▶ **What is expected**
For the entries that follow, say how many lines hold the string "train", with nothing else in the reply.

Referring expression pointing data
>>>

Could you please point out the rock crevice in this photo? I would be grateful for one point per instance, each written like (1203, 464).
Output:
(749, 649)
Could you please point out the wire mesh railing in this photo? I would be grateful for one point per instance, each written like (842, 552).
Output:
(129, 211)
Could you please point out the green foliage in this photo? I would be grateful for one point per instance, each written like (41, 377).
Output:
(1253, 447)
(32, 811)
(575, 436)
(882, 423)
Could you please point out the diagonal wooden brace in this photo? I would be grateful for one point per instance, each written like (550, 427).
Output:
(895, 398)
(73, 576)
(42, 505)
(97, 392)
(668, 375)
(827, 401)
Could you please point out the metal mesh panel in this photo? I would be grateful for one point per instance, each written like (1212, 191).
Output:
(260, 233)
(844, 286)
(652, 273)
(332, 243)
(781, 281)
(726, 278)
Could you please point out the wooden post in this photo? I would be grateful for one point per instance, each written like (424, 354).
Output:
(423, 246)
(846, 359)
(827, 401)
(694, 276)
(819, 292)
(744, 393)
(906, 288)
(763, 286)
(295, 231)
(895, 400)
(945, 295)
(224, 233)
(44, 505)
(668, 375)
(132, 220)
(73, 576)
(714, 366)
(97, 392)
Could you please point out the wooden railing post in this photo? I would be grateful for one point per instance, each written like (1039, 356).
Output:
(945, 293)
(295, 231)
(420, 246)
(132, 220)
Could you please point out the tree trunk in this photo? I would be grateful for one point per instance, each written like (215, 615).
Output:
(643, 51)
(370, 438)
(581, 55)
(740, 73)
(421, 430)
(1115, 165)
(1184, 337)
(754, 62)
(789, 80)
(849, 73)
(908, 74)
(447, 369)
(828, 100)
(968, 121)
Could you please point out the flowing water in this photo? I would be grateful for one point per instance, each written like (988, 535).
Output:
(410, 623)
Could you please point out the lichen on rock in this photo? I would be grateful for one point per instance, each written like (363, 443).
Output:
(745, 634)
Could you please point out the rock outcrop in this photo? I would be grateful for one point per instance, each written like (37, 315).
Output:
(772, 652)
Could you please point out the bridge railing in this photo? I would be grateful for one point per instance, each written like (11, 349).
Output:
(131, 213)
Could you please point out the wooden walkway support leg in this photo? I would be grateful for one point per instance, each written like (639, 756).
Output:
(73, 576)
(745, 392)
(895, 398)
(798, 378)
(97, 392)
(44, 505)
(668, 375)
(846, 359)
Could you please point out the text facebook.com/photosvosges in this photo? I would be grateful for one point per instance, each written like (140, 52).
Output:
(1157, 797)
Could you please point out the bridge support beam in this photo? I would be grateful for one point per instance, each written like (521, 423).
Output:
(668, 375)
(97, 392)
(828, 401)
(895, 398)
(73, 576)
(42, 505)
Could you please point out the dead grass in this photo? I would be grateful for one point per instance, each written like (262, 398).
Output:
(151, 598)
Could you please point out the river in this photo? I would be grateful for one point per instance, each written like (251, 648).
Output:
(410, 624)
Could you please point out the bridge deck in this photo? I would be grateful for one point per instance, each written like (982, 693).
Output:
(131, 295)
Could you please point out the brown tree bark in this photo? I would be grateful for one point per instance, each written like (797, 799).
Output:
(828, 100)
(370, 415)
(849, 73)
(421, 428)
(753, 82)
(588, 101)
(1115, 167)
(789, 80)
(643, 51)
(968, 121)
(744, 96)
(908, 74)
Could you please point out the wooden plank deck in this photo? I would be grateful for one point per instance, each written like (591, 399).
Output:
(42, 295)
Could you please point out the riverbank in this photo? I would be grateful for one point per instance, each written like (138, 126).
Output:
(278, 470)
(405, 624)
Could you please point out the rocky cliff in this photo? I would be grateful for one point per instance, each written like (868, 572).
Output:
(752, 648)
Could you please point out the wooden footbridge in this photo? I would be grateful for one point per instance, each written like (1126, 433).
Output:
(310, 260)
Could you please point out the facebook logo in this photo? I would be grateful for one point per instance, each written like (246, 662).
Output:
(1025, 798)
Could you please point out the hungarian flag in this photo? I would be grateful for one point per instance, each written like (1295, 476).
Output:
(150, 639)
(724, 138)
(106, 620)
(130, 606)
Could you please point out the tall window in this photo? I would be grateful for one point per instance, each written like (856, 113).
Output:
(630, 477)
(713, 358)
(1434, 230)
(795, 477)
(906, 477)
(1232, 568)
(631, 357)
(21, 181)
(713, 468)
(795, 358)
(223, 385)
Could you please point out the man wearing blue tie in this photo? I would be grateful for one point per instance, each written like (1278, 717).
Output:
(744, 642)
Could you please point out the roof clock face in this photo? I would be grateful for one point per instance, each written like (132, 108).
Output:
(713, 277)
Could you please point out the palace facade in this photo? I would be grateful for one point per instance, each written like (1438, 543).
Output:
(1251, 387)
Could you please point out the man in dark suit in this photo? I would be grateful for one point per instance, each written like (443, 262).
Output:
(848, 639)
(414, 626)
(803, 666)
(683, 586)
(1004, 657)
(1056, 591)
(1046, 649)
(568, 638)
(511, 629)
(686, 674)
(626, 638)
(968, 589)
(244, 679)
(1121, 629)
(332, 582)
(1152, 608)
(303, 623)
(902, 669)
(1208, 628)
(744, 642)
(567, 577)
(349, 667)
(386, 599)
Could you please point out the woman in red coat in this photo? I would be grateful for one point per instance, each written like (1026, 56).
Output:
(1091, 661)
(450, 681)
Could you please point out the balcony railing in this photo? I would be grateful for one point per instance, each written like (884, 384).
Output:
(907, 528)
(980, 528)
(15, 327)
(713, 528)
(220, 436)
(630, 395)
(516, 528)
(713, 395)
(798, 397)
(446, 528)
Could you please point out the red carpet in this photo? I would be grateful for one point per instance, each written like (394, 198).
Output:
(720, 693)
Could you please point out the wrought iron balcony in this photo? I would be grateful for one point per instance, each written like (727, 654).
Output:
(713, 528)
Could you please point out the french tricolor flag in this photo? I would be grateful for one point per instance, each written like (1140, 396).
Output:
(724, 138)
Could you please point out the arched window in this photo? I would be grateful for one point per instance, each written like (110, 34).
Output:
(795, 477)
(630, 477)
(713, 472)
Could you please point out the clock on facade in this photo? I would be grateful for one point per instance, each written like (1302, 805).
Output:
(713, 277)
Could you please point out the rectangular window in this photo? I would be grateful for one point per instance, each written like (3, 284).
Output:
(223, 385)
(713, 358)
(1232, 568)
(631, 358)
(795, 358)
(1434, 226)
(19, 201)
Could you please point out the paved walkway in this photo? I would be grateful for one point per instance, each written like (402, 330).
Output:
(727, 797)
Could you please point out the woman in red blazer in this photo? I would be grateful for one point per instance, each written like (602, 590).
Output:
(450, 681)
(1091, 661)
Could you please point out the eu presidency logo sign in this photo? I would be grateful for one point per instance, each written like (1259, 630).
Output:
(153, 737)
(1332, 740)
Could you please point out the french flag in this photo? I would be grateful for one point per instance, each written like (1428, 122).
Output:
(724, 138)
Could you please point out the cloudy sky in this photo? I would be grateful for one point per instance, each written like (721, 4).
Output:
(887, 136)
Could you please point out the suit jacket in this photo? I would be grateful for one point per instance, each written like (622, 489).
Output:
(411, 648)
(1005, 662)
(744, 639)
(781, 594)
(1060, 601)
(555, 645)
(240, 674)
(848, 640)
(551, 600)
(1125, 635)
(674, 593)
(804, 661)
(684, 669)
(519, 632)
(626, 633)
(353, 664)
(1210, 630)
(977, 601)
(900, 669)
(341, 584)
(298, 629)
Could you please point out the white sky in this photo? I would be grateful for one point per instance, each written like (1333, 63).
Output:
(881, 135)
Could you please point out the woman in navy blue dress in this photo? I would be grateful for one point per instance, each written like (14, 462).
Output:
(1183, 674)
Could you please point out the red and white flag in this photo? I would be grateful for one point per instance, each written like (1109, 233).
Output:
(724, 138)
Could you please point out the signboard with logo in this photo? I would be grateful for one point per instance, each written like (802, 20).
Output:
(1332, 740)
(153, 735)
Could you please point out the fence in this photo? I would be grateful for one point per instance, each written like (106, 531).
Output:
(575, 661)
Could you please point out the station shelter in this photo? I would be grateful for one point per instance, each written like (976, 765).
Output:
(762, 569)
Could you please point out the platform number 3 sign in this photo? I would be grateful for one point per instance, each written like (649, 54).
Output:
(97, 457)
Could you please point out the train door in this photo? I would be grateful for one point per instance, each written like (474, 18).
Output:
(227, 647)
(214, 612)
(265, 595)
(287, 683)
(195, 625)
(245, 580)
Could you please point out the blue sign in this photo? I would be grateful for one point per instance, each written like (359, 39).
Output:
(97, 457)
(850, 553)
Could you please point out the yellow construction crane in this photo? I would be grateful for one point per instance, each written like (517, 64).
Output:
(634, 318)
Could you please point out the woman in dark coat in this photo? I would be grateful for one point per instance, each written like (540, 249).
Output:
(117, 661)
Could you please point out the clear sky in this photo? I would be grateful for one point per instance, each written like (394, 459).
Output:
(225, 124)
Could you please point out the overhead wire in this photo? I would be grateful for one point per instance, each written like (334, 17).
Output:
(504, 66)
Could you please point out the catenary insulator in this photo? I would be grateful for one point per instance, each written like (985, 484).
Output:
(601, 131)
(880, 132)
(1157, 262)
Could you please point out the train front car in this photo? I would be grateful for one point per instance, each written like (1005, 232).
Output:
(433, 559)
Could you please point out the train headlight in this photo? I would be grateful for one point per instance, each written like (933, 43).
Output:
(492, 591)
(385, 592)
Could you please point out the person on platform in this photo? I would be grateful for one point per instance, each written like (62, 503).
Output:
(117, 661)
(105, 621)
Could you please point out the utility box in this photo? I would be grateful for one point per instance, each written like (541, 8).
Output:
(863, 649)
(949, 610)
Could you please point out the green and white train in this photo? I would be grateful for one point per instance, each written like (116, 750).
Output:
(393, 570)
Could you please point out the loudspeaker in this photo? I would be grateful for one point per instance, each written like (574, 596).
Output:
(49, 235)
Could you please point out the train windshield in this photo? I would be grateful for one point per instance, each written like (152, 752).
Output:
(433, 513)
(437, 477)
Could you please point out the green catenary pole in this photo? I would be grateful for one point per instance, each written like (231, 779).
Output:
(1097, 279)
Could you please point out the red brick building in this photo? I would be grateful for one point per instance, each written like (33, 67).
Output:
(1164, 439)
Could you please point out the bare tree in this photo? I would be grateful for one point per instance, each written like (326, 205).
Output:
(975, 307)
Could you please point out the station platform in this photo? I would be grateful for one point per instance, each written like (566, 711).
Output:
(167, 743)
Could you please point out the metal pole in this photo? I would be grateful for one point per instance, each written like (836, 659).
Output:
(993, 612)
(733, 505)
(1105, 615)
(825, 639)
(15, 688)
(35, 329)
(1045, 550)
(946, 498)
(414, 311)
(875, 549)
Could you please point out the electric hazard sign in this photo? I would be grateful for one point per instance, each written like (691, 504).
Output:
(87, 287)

<<<

▶ **Completed task**
5